-- BEGIN THE DATA --

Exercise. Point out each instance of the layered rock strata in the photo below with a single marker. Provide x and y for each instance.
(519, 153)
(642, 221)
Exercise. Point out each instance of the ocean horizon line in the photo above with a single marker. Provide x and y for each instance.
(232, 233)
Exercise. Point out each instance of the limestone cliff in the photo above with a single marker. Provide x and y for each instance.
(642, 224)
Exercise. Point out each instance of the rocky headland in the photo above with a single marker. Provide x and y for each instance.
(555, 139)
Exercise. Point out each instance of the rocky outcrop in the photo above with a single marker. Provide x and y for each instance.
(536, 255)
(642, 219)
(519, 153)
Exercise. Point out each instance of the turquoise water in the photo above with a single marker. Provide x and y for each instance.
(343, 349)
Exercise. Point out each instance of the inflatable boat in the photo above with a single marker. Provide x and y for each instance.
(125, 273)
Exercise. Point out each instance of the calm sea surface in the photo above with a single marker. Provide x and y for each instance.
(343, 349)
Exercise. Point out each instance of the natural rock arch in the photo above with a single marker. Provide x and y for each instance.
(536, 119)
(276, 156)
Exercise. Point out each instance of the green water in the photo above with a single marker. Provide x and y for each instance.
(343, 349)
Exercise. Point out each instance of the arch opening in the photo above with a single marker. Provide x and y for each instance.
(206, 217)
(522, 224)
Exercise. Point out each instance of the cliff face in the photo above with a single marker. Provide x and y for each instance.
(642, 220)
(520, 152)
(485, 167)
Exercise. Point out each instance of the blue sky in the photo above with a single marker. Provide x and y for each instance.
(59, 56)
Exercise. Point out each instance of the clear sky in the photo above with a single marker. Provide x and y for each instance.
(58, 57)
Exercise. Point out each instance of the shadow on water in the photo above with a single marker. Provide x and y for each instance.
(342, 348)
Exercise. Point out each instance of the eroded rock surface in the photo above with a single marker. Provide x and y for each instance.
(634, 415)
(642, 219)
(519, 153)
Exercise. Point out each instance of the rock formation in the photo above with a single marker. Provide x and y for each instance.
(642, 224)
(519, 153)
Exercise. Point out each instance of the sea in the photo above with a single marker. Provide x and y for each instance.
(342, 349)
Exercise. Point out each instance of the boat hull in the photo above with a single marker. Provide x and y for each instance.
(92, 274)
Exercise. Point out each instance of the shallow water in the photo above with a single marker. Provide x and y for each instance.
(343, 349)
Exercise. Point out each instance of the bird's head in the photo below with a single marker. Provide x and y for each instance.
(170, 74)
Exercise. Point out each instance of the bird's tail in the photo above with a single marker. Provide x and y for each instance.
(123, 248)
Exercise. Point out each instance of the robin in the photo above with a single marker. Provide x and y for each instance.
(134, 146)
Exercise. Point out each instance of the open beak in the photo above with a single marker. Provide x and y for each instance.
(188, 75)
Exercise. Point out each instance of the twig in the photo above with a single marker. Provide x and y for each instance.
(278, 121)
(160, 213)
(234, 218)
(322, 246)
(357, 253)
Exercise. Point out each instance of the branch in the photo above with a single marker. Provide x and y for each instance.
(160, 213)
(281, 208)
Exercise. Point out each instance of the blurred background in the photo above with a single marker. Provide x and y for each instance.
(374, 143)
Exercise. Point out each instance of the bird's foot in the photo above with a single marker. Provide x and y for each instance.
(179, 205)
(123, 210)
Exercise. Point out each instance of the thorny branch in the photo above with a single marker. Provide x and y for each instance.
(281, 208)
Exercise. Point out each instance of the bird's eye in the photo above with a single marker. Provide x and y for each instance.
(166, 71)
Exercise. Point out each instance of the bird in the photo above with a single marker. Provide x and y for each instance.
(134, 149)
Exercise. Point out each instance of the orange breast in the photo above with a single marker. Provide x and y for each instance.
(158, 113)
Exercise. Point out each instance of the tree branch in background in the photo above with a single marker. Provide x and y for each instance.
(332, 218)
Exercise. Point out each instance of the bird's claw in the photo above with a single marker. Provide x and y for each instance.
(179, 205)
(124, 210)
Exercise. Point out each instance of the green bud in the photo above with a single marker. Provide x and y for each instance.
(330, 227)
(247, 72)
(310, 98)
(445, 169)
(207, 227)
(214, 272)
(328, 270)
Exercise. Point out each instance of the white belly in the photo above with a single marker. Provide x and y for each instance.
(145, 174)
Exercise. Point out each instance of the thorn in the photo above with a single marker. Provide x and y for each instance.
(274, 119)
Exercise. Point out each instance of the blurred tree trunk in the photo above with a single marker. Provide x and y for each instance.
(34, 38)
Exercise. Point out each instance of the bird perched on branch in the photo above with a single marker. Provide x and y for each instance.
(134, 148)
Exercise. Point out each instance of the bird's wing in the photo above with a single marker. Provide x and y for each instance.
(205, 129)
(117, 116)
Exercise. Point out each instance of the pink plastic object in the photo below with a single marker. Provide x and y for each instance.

-- END THE DATA --

Take the line that contains "Exercise. Point out each instance of the white" and each line after it down to the last of the records, and retype them exactly; add nothing else.

_IN RESPONSE_
Exercise. Point out each instance of the white belly in the photo above with a single marker. Provide x and y for each instance.
(145, 174)
Exercise. Point out each instance of the thorn in the photo above with a single marker. Provide x and y for each instance.
(274, 119)
Exercise. Point out each instance of the blurred tree trunk in the photo above with a single marker. Provide x and y for each instance.
(34, 38)
Exercise. Point out each instance of the bird perched on branch in the photo above with a single marker. Provide x and y for each instance.
(134, 148)
Exercise. Point out each instance of the bird's wing in the photo above with a single marker. Provide x and y for each instance.
(205, 129)
(117, 116)
Exercise. Point out each instance of the pink plastic object in the photo below with a single marker. Provide x and y for each instance.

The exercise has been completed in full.